[Dataset items]
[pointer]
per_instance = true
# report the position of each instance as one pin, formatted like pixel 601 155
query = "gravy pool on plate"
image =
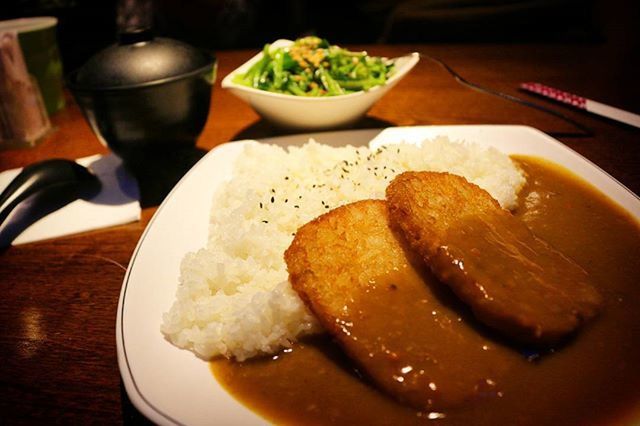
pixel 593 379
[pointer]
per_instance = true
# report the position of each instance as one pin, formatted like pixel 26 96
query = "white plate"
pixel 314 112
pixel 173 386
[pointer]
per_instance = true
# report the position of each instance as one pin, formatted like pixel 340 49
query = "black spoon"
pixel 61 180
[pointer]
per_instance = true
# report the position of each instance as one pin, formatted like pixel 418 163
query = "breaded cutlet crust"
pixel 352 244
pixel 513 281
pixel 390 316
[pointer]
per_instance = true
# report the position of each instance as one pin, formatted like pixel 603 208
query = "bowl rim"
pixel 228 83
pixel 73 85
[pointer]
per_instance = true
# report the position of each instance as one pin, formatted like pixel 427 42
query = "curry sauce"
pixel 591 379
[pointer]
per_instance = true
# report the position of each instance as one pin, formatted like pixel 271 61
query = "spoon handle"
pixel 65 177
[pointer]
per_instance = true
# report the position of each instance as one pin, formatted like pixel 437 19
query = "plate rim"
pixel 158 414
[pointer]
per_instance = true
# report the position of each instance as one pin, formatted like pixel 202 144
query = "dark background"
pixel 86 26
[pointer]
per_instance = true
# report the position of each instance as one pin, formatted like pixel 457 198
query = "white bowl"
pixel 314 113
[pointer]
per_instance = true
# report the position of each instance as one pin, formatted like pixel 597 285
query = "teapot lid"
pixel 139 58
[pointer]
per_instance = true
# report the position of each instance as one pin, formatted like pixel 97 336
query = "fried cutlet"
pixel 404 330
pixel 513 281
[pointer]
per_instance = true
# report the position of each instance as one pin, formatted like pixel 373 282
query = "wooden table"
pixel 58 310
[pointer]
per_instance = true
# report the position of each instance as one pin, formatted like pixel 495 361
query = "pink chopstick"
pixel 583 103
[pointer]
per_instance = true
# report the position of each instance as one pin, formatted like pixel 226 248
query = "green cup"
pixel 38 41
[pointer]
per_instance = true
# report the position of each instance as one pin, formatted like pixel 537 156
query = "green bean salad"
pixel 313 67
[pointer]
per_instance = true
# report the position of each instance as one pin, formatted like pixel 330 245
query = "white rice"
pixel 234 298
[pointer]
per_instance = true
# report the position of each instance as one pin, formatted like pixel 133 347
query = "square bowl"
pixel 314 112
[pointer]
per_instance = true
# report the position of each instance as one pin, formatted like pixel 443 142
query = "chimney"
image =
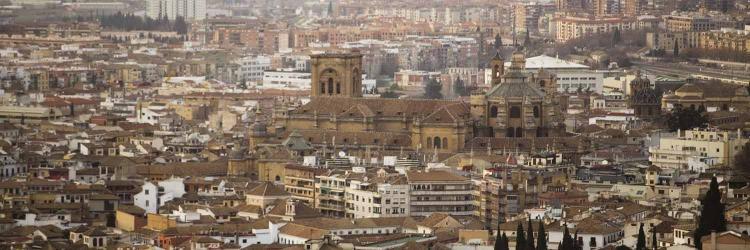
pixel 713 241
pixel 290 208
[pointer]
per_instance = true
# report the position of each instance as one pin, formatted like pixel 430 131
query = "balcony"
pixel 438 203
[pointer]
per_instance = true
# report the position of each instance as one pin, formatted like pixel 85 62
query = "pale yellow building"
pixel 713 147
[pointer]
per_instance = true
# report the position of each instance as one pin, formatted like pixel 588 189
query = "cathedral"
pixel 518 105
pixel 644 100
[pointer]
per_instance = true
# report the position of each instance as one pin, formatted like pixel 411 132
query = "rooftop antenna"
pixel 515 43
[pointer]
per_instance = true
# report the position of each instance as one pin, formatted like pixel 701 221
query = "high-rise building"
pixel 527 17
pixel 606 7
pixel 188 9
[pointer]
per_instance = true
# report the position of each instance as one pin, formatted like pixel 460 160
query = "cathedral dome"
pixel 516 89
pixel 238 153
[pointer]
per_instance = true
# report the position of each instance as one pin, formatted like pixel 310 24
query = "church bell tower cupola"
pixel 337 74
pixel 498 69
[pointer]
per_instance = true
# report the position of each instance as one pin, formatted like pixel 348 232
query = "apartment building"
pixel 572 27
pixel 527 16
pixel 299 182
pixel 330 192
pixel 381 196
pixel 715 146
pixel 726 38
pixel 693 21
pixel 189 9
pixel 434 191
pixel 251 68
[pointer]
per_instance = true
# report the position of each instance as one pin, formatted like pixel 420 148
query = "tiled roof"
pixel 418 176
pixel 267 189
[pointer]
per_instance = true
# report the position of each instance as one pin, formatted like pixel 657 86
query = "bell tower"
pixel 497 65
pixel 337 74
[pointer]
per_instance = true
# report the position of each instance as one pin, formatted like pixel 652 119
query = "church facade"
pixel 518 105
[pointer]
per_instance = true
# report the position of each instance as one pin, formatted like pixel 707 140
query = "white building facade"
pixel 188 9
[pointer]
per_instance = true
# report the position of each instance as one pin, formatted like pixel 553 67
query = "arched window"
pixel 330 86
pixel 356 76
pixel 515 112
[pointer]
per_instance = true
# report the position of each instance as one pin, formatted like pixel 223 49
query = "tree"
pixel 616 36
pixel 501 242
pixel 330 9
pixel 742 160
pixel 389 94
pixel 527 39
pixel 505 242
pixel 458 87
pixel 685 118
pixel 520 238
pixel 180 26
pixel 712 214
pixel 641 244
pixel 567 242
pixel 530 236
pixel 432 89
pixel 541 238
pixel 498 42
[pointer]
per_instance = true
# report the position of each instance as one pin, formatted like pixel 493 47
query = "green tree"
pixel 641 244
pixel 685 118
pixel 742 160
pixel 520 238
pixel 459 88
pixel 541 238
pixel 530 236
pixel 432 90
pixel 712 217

* Aim:
Arrange everything from the start of the records down to the line that contains "pixel 583 103", including that line, as a JSON list of strings with one string per line. Skip blank lines and leave out the pictures.

* Written answer:
[
  "[pointer]",
  "per_instance = true",
  "# report the position of each instance as one pin, formatted like pixel 601 155",
  "query = \"gravy pool on plate\"",
  "image =",
  "pixel 593 379",
  "[pointer]",
  "per_instance = true",
  "# report the position of each instance as one pin, formatted like pixel 26 96",
  "query = \"white plate\"",
  "pixel 314 112",
  "pixel 173 386",
  "[pointer]",
  "per_instance = true",
  "# report the position of each instance as one pin, formatted like pixel 340 49",
  "query = \"black spoon\"",
  "pixel 61 180",
  "[pointer]",
  "per_instance = true",
  "# report the position of each instance as one pin, formatted like pixel 418 163",
  "query = \"breaded cutlet crust\"",
  "pixel 352 244",
  "pixel 513 281",
  "pixel 390 316",
  "[pointer]",
  "per_instance = true",
  "# report the position of each instance as one pin, formatted like pixel 603 208",
  "query = \"bowl rim\"",
  "pixel 228 83",
  "pixel 73 85",
  "[pointer]",
  "per_instance = true",
  "# report the position of each instance as one pin, formatted like pixel 427 42",
  "query = \"curry sauce\"",
  "pixel 591 379",
  "[pointer]",
  "per_instance = true",
  "# report the position of each instance as one pin, formatted like pixel 271 61",
  "query = \"spoon handle\"",
  "pixel 65 177",
  "[pointer]",
  "per_instance = true",
  "# report the position of each instance as one pin, formatted like pixel 437 19",
  "query = \"plate rim\"",
  "pixel 158 414",
  "[pointer]",
  "per_instance = true",
  "# report the position of each instance as one pin, formatted like pixel 202 144",
  "query = \"dark background\"",
  "pixel 86 26",
  "[pointer]",
  "per_instance = true",
  "# report the position of each instance as one pin, formatted like pixel 457 198",
  "query = \"white bowl\"",
  "pixel 314 113",
  "[pointer]",
  "per_instance = true",
  "# report the position of each instance as one pin, formatted like pixel 597 285",
  "query = \"teapot lid\"",
  "pixel 139 58",
  "[pointer]",
  "per_instance = true",
  "# report the position of each instance as one pin, formatted like pixel 97 336",
  "query = \"fried cutlet\"",
  "pixel 404 330",
  "pixel 513 281",
  "[pointer]",
  "per_instance = true",
  "# report the position of each instance as one pin, formatted like pixel 373 282",
  "query = \"wooden table\"",
  "pixel 58 310",
  "[pointer]",
  "per_instance = true",
  "# report the position of each instance as one pin, formatted like pixel 495 361",
  "query = \"pink chopstick\"",
  "pixel 583 103"
]